### What to produce
Reproduce nothing but the closing run of lines: the line with "Mark each instance of the dark night" and each line that follows it to the end of the data.

Coordinate annotation records
◇ ◇ ◇ ◇ ◇

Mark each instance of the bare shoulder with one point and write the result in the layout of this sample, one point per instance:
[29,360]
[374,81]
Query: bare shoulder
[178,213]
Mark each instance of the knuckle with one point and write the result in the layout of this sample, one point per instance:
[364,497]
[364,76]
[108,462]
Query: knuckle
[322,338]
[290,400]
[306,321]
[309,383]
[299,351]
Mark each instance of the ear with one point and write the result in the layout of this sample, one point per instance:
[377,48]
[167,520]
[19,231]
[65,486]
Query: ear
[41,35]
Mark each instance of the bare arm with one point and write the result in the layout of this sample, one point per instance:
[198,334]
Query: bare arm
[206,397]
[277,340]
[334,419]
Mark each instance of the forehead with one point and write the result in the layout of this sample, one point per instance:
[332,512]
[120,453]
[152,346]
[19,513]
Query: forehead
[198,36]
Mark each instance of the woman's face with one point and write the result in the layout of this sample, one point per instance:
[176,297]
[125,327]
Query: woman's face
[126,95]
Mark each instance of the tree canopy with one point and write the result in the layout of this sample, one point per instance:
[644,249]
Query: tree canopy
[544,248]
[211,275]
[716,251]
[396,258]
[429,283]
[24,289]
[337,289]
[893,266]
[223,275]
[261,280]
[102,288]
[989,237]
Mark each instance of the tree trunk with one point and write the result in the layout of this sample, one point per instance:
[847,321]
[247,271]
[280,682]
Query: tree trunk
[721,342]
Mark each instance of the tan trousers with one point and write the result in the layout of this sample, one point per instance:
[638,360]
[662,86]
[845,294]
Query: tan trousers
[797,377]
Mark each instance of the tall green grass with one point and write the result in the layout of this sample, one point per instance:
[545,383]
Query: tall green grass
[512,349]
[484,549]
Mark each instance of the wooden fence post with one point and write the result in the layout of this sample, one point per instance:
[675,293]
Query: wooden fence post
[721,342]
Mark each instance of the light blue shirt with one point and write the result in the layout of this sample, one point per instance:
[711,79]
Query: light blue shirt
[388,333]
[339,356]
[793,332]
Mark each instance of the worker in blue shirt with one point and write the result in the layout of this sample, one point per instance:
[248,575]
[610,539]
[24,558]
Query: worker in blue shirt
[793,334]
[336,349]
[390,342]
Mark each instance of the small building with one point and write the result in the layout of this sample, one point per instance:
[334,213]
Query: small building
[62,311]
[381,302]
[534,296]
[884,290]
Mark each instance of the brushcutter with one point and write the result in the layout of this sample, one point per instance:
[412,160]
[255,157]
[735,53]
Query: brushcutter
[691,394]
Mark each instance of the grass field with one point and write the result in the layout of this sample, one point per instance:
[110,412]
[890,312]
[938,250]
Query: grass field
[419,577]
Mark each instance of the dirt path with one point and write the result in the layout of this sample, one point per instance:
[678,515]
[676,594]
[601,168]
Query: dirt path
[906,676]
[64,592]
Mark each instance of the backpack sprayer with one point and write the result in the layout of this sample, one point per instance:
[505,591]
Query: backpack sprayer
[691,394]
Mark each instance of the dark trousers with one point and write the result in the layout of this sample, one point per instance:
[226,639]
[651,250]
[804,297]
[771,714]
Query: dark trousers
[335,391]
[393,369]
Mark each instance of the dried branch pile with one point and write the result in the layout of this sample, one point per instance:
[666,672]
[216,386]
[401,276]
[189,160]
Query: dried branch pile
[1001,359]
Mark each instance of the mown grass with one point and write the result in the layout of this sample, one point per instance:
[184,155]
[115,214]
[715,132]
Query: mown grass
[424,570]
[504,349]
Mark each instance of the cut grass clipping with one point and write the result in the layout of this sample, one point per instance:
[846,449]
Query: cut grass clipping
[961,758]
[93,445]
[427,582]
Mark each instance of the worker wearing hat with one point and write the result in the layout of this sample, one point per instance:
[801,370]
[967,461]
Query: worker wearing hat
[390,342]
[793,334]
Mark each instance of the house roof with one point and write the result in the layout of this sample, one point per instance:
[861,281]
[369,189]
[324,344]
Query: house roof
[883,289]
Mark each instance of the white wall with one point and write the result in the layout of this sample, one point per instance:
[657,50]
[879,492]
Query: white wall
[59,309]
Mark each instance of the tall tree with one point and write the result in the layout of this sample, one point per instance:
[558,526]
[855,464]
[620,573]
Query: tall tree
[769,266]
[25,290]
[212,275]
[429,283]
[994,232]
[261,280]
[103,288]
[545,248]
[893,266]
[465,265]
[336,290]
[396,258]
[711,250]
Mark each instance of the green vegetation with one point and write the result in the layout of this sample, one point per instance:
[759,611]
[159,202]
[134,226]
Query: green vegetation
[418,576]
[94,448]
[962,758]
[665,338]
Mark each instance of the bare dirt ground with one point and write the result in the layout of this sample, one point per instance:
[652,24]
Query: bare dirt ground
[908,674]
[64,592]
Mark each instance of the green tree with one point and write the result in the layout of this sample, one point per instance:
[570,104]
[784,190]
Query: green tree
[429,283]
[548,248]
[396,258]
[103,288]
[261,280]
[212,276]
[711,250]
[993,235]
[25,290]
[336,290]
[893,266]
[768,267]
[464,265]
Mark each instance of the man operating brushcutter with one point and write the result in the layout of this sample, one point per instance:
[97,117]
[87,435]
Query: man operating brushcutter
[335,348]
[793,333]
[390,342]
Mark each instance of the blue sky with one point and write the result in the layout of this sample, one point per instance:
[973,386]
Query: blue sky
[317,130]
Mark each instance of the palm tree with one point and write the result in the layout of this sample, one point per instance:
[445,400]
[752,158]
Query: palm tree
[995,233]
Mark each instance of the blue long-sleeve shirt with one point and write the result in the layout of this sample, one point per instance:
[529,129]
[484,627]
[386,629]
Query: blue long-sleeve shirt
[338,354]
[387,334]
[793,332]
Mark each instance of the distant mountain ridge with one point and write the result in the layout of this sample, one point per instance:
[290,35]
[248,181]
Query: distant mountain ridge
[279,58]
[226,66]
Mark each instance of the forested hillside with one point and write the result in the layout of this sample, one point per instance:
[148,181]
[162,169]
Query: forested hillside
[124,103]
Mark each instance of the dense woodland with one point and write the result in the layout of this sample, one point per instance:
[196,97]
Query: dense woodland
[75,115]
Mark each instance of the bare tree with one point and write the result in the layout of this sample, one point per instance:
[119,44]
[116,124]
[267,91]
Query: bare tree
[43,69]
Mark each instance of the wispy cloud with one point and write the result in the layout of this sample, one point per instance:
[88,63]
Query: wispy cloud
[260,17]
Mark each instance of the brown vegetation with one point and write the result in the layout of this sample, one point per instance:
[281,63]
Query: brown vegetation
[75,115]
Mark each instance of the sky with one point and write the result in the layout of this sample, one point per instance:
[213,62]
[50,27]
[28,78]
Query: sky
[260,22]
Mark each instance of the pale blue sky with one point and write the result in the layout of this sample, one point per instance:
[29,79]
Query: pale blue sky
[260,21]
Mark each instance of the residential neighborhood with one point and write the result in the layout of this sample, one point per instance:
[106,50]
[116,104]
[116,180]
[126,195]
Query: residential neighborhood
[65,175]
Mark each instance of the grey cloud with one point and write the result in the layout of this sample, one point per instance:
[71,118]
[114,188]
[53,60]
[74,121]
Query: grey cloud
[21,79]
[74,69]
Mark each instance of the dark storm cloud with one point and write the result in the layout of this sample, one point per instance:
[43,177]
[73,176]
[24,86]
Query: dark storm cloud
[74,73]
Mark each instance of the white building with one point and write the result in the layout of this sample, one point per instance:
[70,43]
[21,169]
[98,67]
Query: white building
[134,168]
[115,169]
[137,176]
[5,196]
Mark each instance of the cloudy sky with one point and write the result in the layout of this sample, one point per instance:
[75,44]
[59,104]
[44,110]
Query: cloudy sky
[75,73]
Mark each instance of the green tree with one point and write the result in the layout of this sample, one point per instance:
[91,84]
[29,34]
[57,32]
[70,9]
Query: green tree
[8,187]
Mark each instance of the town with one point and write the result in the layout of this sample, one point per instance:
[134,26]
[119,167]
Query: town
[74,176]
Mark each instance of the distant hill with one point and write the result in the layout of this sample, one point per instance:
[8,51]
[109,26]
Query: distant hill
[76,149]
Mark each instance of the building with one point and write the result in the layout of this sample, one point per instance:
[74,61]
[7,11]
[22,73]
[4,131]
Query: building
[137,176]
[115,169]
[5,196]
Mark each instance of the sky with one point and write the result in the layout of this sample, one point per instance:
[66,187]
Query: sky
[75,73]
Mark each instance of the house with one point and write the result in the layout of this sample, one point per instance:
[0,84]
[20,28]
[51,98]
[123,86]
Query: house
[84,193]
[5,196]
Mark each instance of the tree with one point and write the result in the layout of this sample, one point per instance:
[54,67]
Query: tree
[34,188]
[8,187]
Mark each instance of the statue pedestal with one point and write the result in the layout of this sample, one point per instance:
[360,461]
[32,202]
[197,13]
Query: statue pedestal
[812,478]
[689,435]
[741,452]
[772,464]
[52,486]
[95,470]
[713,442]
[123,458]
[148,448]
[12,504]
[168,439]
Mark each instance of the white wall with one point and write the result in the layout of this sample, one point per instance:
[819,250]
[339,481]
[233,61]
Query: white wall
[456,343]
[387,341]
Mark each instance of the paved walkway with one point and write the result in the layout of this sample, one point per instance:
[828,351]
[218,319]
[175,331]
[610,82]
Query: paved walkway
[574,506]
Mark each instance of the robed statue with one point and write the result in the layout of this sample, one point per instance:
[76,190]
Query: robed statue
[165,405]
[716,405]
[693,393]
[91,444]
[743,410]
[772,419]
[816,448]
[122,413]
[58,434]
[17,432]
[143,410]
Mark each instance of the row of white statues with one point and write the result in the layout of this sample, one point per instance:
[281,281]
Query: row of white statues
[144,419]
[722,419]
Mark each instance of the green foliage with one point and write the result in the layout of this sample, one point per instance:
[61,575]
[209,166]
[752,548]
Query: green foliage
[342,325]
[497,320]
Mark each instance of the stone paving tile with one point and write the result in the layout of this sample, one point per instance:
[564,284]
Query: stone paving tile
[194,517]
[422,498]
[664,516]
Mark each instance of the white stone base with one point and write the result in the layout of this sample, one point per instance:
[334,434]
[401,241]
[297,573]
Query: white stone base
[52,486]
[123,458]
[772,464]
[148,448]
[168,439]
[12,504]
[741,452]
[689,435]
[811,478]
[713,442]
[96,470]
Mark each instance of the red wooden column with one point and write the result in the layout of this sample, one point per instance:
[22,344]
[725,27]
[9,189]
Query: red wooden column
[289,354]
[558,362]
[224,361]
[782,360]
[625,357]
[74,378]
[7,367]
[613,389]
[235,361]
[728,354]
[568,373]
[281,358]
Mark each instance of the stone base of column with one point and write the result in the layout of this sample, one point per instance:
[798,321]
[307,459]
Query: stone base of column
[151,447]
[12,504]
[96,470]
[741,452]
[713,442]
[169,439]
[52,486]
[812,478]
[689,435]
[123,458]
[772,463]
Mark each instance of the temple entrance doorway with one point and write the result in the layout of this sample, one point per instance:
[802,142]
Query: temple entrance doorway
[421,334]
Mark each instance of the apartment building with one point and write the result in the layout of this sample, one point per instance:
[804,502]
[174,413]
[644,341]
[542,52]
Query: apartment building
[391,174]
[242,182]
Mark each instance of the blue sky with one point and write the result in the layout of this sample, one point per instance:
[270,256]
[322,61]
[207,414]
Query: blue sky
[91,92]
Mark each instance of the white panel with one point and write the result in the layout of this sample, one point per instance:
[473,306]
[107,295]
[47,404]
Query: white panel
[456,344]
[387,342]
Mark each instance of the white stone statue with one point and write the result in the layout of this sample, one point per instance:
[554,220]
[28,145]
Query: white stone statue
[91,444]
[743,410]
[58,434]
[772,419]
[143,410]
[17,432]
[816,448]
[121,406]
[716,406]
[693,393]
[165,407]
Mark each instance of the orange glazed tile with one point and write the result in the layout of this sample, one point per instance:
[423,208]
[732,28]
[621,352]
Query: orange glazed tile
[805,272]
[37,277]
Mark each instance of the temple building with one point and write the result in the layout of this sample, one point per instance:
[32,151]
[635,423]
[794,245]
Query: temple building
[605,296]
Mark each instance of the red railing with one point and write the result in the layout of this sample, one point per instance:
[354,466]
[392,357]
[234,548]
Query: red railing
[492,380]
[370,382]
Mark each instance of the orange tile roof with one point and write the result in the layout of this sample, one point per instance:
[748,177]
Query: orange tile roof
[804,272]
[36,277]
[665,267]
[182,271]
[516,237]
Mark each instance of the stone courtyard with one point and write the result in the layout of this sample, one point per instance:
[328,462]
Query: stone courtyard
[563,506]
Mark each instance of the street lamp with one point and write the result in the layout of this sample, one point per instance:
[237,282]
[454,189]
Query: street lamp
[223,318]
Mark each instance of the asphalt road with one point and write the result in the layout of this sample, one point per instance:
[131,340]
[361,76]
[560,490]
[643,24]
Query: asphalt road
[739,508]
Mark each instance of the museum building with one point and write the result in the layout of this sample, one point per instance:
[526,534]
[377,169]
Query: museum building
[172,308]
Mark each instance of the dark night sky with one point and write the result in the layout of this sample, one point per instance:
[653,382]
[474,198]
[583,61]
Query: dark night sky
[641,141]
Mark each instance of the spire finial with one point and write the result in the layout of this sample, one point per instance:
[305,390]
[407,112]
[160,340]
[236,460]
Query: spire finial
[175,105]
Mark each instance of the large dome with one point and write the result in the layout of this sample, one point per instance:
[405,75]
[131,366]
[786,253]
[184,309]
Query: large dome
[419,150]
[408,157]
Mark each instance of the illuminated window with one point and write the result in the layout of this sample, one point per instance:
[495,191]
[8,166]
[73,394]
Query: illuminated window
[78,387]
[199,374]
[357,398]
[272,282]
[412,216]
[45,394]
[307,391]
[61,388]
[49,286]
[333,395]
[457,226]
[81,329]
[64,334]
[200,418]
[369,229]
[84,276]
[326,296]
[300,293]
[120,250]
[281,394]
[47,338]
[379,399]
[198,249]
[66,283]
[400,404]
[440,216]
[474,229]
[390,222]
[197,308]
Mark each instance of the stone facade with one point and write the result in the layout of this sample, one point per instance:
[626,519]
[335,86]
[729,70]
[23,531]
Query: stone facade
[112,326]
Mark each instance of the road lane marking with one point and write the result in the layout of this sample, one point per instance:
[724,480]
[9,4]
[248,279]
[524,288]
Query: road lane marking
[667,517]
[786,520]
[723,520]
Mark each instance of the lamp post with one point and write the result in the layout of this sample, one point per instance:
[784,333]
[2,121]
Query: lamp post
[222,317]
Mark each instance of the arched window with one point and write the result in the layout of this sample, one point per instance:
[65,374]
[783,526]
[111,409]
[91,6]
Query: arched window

◇ ◇ ◇ ◇ ◇

### Correct result
Mark each instance of the dark night sky with one point and write the result in the layout of this sample, one point per instance:
[653,382]
[474,198]
[583,61]
Query: dark night sky
[641,141]
Mark each instance of the spire finial with one point and write the result in the layout of this sample, one point per instance:
[305,390]
[407,112]
[160,340]
[236,460]
Query: spire finial
[175,105]
Mark each instance of the large dome with one point and write the result in the layout of this sample, one point per instance:
[405,75]
[131,366]
[786,253]
[184,309]
Query: large dome
[419,150]
[408,157]
Mark each instance of the illuminated window with one point and write the result in the layout of this sample, one point per instance:
[495,191]
[8,166]
[73,394]
Query: illuminated window
[78,387]
[199,374]
[357,398]
[272,282]
[412,216]
[45,394]
[307,391]
[61,388]
[49,286]
[333,395]
[457,226]
[81,329]
[64,334]
[200,418]
[369,229]
[84,276]
[326,296]
[300,293]
[120,250]
[281,394]
[47,338]
[379,399]
[198,249]
[66,283]
[400,404]
[440,216]
[474,229]
[390,222]
[197,308]
Mark each instance of the stone facade with one point and write the result in the layout of this sample, one point per instance:
[626,519]
[335,86]
[729,70]
[23,531]
Query: stone facade
[112,326]
Mark each instance of the road lane marking with one point and write the result in the layout of this sample, one point per instance:
[724,480]
[9,4]
[248,279]
[524,288]
Query: road lane marking
[667,517]
[786,520]
[723,520]
Mark each instance of the lamp post with one point and write the result in the layout of this sample, one point per instance:
[784,333]
[2,121]
Query: lamp post
[222,317]
Mark each instance of the arched window with one point and write the result in the layout of this sample, one point per instance:
[65,374]
[783,526]
[111,409]
[91,6]
Query: arched window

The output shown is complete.